* _Collected data_:

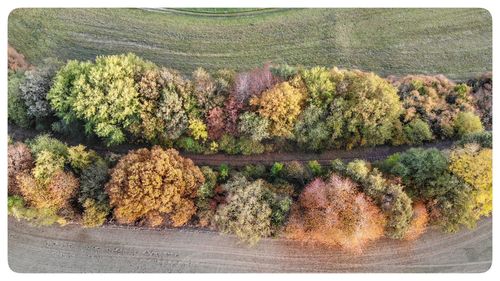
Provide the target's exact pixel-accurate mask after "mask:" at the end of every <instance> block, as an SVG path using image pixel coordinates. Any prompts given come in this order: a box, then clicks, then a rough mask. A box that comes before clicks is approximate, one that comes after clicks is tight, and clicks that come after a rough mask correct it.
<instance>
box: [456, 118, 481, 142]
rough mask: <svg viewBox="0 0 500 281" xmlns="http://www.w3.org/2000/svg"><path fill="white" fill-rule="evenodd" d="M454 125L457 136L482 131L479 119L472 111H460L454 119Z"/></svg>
mask: <svg viewBox="0 0 500 281" xmlns="http://www.w3.org/2000/svg"><path fill="white" fill-rule="evenodd" d="M454 127H455V131H456V134H457V135H458V136H459V137H462V136H464V135H466V134H471V133H480V132H482V131H484V128H483V125H482V124H481V119H479V116H477V115H475V114H474V113H472V112H460V113H459V114H458V115H457V118H456V119H455V123H454Z"/></svg>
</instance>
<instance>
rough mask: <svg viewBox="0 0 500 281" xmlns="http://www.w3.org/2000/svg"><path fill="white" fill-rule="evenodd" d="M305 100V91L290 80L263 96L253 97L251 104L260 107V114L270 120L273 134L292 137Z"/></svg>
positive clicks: (263, 95) (281, 83) (288, 136)
mask: <svg viewBox="0 0 500 281" xmlns="http://www.w3.org/2000/svg"><path fill="white" fill-rule="evenodd" d="M303 100H304V93H303V92H301V91H300V90H299V89H297V88H294V87H292V86H291V85H290V84H289V83H288V82H283V83H280V84H277V85H276V86H275V87H273V88H272V89H269V90H268V91H266V92H264V93H263V94H262V96H260V97H254V98H252V99H251V100H250V104H252V105H254V106H256V107H257V108H258V113H259V115H260V116H262V117H264V118H267V119H268V120H269V133H270V134H271V136H275V137H291V136H293V133H292V129H293V126H294V125H295V122H296V120H297V117H298V116H299V114H300V112H301V110H302V104H303Z"/></svg>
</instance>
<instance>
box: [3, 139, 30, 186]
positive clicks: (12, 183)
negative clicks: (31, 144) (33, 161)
mask: <svg viewBox="0 0 500 281" xmlns="http://www.w3.org/2000/svg"><path fill="white" fill-rule="evenodd" d="M34 165H35V164H34V162H33V156H32V155H31V150H30V149H29V147H28V146H27V145H25V144H24V143H21V142H17V143H15V144H12V145H9V148H8V176H9V182H8V190H9V195H20V193H21V191H20V190H19V184H18V182H17V176H18V175H19V174H21V173H29V171H30V170H31V169H32V168H33V167H34Z"/></svg>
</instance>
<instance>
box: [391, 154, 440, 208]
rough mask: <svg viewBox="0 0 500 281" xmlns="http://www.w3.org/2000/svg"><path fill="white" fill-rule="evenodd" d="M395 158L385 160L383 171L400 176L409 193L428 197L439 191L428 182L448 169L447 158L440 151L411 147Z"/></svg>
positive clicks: (435, 177) (429, 182)
mask: <svg viewBox="0 0 500 281" xmlns="http://www.w3.org/2000/svg"><path fill="white" fill-rule="evenodd" d="M396 158H397V159H393V158H388V160H386V168H385V171H387V172H389V173H391V174H394V175H397V176H399V177H401V178H402V179H403V183H404V184H405V188H406V191H407V192H408V194H409V195H411V196H412V197H413V198H416V197H420V198H424V199H428V198H431V197H433V196H434V195H435V194H438V193H440V191H438V190H436V189H435V187H434V186H433V185H432V184H430V183H431V182H433V181H435V180H437V179H438V178H439V177H441V175H442V174H443V173H445V172H446V171H447V169H448V159H447V158H446V156H445V155H444V154H443V153H442V152H441V151H439V150H437V149H435V148H431V149H423V148H411V149H409V150H407V151H405V152H404V153H401V154H400V155H399V156H398V157H396ZM389 162H392V163H389Z"/></svg>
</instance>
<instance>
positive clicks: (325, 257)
mask: <svg viewBox="0 0 500 281" xmlns="http://www.w3.org/2000/svg"><path fill="white" fill-rule="evenodd" d="M8 243H9V248H8V258H9V265H10V268H11V269H12V270H13V271H16V272H484V271H486V270H488V269H489V268H490V266H491V260H492V219H491V218H488V219H483V220H481V221H480V222H479V223H478V226H477V228H476V229H474V230H462V231H459V232H457V233H452V234H450V233H443V232H441V231H437V230H429V231H427V232H426V233H424V234H423V236H422V237H420V239H418V240H416V241H411V242H410V241H397V240H390V239H382V240H379V241H377V242H374V243H372V244H370V245H368V247H367V248H366V249H365V250H364V251H363V253H362V254H352V253H346V252H343V251H341V250H340V249H336V248H333V249H332V248H330V249H328V248H324V247H318V246H312V245H303V244H300V243H298V242H295V241H289V240H285V239H281V238H277V239H263V240H261V241H260V242H259V243H258V244H257V245H256V246H255V247H248V246H246V245H242V244H239V243H238V240H237V239H236V237H234V236H229V235H220V234H218V233H215V232H212V231H206V230H197V229H187V228H182V229H163V230H155V229H141V228H136V227H120V226H104V227H100V228H94V229H85V228H81V227H80V226H79V225H67V226H65V227H58V226H53V227H38V228H37V227H33V226H30V225H29V224H27V223H26V222H22V221H21V222H18V221H16V220H15V219H13V218H12V217H10V218H9V230H8Z"/></svg>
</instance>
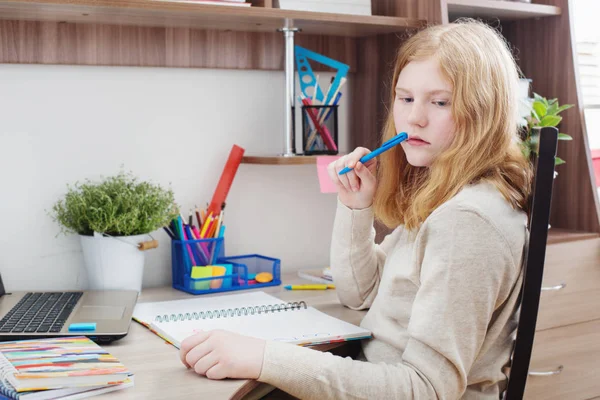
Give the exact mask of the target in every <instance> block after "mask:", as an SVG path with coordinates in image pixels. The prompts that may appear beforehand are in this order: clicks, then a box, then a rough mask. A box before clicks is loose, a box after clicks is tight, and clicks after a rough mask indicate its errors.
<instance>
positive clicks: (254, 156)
mask: <svg viewBox="0 0 600 400" xmlns="http://www.w3.org/2000/svg"><path fill="white" fill-rule="evenodd" d="M316 163H317V156H303V155H296V156H290V157H284V156H274V155H256V156H244V157H243V158H242V164H263V165H308V164H313V165H316Z"/></svg>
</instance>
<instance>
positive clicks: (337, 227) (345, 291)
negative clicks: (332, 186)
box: [330, 200, 391, 310]
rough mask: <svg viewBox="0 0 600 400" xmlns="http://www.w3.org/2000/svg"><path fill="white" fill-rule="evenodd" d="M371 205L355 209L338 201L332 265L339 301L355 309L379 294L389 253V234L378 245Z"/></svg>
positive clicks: (332, 255) (364, 307)
mask: <svg viewBox="0 0 600 400" xmlns="http://www.w3.org/2000/svg"><path fill="white" fill-rule="evenodd" d="M373 222H374V217H373V209H372V208H371V207H369V208H365V209H362V210H352V209H350V208H348V207H346V206H345V205H344V204H342V203H341V202H340V201H339V200H338V205H337V211H336V215H335V221H334V224H333V237H332V240H331V254H330V266H331V273H332V276H333V281H334V282H335V287H336V292H337V295H338V297H339V299H340V302H341V303H342V304H344V305H345V306H347V307H349V308H352V309H354V310H362V309H365V308H369V307H370V306H371V304H372V302H373V299H375V296H376V295H377V289H378V288H379V280H380V277H381V272H382V271H383V265H384V264H385V260H386V253H387V251H389V250H390V249H389V247H390V246H389V243H390V242H391V241H389V240H387V239H388V238H389V236H390V235H388V236H387V237H386V238H385V239H384V240H383V242H382V243H381V245H377V244H375V228H374V227H373Z"/></svg>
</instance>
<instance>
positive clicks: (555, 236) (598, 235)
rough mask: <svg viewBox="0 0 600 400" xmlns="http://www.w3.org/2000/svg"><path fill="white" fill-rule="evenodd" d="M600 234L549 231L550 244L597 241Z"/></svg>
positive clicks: (597, 233)
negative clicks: (588, 241) (574, 241)
mask: <svg viewBox="0 0 600 400" xmlns="http://www.w3.org/2000/svg"><path fill="white" fill-rule="evenodd" d="M598 237H600V234H598V233H595V232H576V231H570V230H566V229H557V228H550V230H549V231H548V241H547V243H548V244H555V243H566V242H574V241H577V240H587V239H595V238H598Z"/></svg>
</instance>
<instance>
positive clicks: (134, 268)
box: [79, 235, 148, 292]
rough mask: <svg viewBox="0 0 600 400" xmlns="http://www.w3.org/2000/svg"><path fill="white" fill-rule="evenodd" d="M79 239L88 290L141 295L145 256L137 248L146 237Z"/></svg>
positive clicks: (92, 236) (94, 237)
mask: <svg viewBox="0 0 600 400" xmlns="http://www.w3.org/2000/svg"><path fill="white" fill-rule="evenodd" d="M79 238H80V241H81V248H82V250H83V259H84V261H85V267H86V271H87V276H88V288H89V289H90V290H137V291H138V292H141V291H142V278H143V275H144V253H145V252H144V251H141V250H139V249H138V248H137V245H138V243H140V242H143V241H145V240H147V239H148V235H136V236H118V237H99V236H96V237H94V236H83V235H80V236H79Z"/></svg>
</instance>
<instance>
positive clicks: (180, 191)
mask: <svg viewBox="0 0 600 400" xmlns="http://www.w3.org/2000/svg"><path fill="white" fill-rule="evenodd" d="M330 76H331V75H329V74H323V73H322V74H321V79H322V80H323V82H322V84H323V85H325V84H327V83H328V79H329V78H330ZM325 87H326V86H325ZM283 93H284V75H283V72H277V71H275V72H273V71H229V70H201V69H175V68H130V67H123V68H122V67H81V66H48V65H0V115H1V117H0V188H1V190H2V196H1V199H2V200H1V207H0V223H1V224H2V227H3V229H2V231H1V232H2V233H1V236H0V237H1V240H0V272H1V273H2V277H3V279H4V283H5V286H6V287H7V289H9V290H48V289H52V290H56V289H75V288H85V285H86V276H85V270H84V268H83V260H82V255H81V249H80V245H79V241H78V238H77V237H76V236H74V235H70V236H66V237H65V236H63V235H60V236H58V237H57V236H56V235H57V233H58V232H59V227H58V225H57V224H56V223H55V222H53V221H52V219H51V218H50V217H49V216H48V215H47V212H46V210H49V209H50V208H51V207H52V205H53V203H54V202H55V201H56V200H57V199H58V198H59V197H60V196H61V195H63V194H64V192H65V189H66V184H67V183H73V182H75V181H77V180H84V179H86V178H91V179H97V178H99V177H100V176H101V175H110V174H115V173H117V172H118V171H119V169H120V167H121V165H123V166H124V167H125V169H126V170H131V171H132V172H134V174H136V175H137V176H139V177H140V178H142V179H150V180H152V181H153V182H155V183H160V184H162V185H169V184H170V185H171V187H172V188H173V190H174V192H175V196H176V201H177V202H178V204H179V205H180V206H181V208H182V210H184V215H187V211H188V210H189V208H190V207H193V206H194V205H195V204H198V205H204V204H205V203H206V202H207V201H210V198H211V196H212V193H213V191H214V188H215V187H216V184H217V181H218V178H219V176H220V174H221V170H222V168H223V165H224V163H225V160H226V159H227V156H228V154H229V150H230V149H231V146H232V145H233V144H238V145H240V146H242V147H244V148H245V149H246V153H247V154H257V153H264V154H269V153H270V154H275V153H280V152H282V150H283V134H282V131H283V126H284V124H283V115H284V114H283V96H284V95H283ZM350 97H351V96H350V88H348V87H347V86H346V87H345V93H344V97H343V100H342V104H341V107H340V108H341V110H340V132H341V135H340V136H341V137H340V150H342V151H347V150H348V149H347V141H346V138H347V134H346V132H347V124H348V121H347V119H348V113H347V112H346V107H347V105H348V104H347V99H349V98H350ZM297 132H298V135H297V136H300V130H299V129H297ZM335 203H336V197H335V195H332V194H321V193H320V192H319V186H318V181H317V178H316V167H315V166H314V165H305V166H259V165H247V164H242V165H241V166H240V168H239V170H238V174H237V176H236V179H235V181H234V183H233V186H232V188H231V191H230V192H229V196H228V198H227V208H226V222H227V233H226V242H225V243H226V249H227V254H228V255H237V254H248V253H259V254H264V255H267V256H272V257H277V258H281V260H282V270H283V271H284V272H285V271H293V270H295V269H298V268H305V267H322V266H325V265H328V262H329V245H330V236H331V227H332V222H333V217H334V212H335ZM154 237H155V238H158V239H159V241H160V246H159V248H158V249H156V250H153V251H148V252H147V253H146V270H145V275H144V287H153V286H162V285H170V284H171V271H170V265H171V263H170V247H169V245H170V242H169V240H168V237H167V236H166V234H165V233H164V232H163V231H162V230H160V231H158V232H156V233H155V234H154Z"/></svg>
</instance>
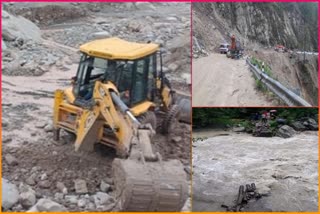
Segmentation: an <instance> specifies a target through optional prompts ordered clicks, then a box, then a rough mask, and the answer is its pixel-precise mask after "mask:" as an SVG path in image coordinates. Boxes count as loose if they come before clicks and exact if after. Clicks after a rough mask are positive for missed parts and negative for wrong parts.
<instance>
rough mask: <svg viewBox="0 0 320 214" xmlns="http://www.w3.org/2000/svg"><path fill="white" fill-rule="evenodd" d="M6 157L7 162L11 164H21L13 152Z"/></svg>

* _Work task_:
Format the lines of the data from the one containing "205L355 209L338 201L332" through the one containing "positive clicks: (597, 233)", both included, as a numbered list, skipping any blank lines.

* _Output for this exercise_:
1. rough mask: <svg viewBox="0 0 600 400" xmlns="http://www.w3.org/2000/svg"><path fill="white" fill-rule="evenodd" d="M371 205L355 209L338 201L332 265L339 301L355 309L379 294L389 253V234L378 245Z"/></svg>
2. positive clicks: (332, 255) (364, 307)
3. mask: <svg viewBox="0 0 600 400" xmlns="http://www.w3.org/2000/svg"><path fill="white" fill-rule="evenodd" d="M373 222H374V217H373V209H372V208H371V207H369V208H365V209H362V210H352V209H350V208H348V207H346V206H345V205H344V204H342V203H341V202H340V201H339V200H338V205H337V211H336V215H335V221H334V224H333V237H332V240H331V254H330V266H331V273H332V276H333V281H334V282H335V287H336V292H337V295H338V297H339V299H340V302H341V303H342V304H344V305H345V306H347V307H349V308H352V309H354V310H362V309H365V308H369V307H370V306H371V304H372V302H373V299H375V296H376V295H377V289H378V288H379V280H380V277H381V272H382V271H383V265H384V264H385V260H386V253H387V251H389V250H390V249H389V247H390V246H389V243H390V242H391V241H389V240H387V239H388V238H389V236H390V235H388V236H387V237H386V238H385V239H384V240H383V242H382V243H381V245H377V244H375V228H374V227H373Z"/></svg>
4. </instance>
5. <instance>
6. positive clicks: (555, 236) (598, 235)
7. rough mask: <svg viewBox="0 0 600 400" xmlns="http://www.w3.org/2000/svg"><path fill="white" fill-rule="evenodd" d="M600 234L549 231L550 244L597 241Z"/></svg>
8. positive clicks: (597, 233)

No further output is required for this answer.